[PASSAGE SHOWN]
§
It’s going to be the debate of the week. You will hear it on TV, you will hear it on the street, you will hear it around the water cooler. Should Fremantle play Ryan Crowley in this week’s preliminary final?

It wasn’t so long ago that Crowley was a rather prominent and controversial player. The premier tagging player in the league, he drew praise from his coaches but attracted the ire of opposition midfielders like Gary Ablett Jr, who once lambasted him on Twitter for “playing the man”.

In 2012, Ross Lyon’s first year coaching the Dockers, Crowley was valued so highly that the was awarded the Doig Medal as Fremantle’s best and fairest. In 2013 there was talk of him deserving a spot in the All-Australian team on the quality of his tagging ability.

However, those days seem a lot longer ago now. Why? Because Crowley hasn’t played since the 2014 semi-final due to a year-long suspension for having taken a banned substance.

Not all the details of the case have been released but the story generally presented is that Crowley took a painkiller not prescribed by the club doctor, and it unfortunately happened to contain a banned substance.
§
[TASKS AND EXERCISES]
- a) From the passage on Ryan Crowley, reproduce the text starting with "It wasn’t so" and going on through "taken a banned substance.".
- b) In the passage on Ryan Crowley, what honor did Crowley receive in 2012?

[AVAILABLE DATA]
§
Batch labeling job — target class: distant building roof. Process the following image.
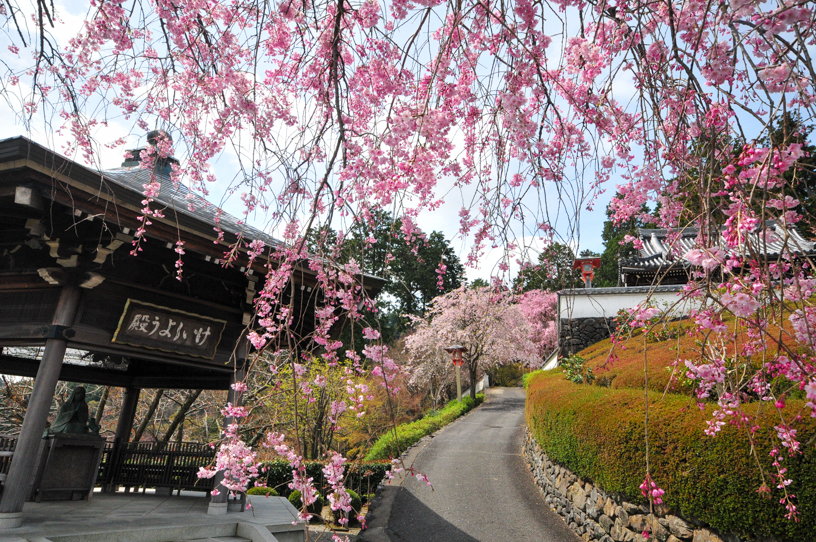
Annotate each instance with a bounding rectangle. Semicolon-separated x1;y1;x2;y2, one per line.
§
[RESULTS IN ORDER]
- a)
It wasn’t so long ago that Crowley was a rather prominent and controversial player. The premier tagging player in the league, he drew praise from his coaches but attracted the ire of opposition midfielders like Gary Ablett Jr, who once lambasted him on Twitter for “playing the man”.

In 2012, Ross Lyon’s first year coaching the Dockers, Crowley was valued so highly that the was awarded the Doig Medal as Fremantle’s best and fairest. In 2013 there was talk of him deserving a spot in the All-Australian team on the quality of his tagging ability.

However, those days seem a lot longer ago now. Why? Because Crowley hasn’t played since the 2014 semi-final due to a year-long suspension for having taken a banned substance.

- b) The Doig Medal as Fremantle's best and fairest.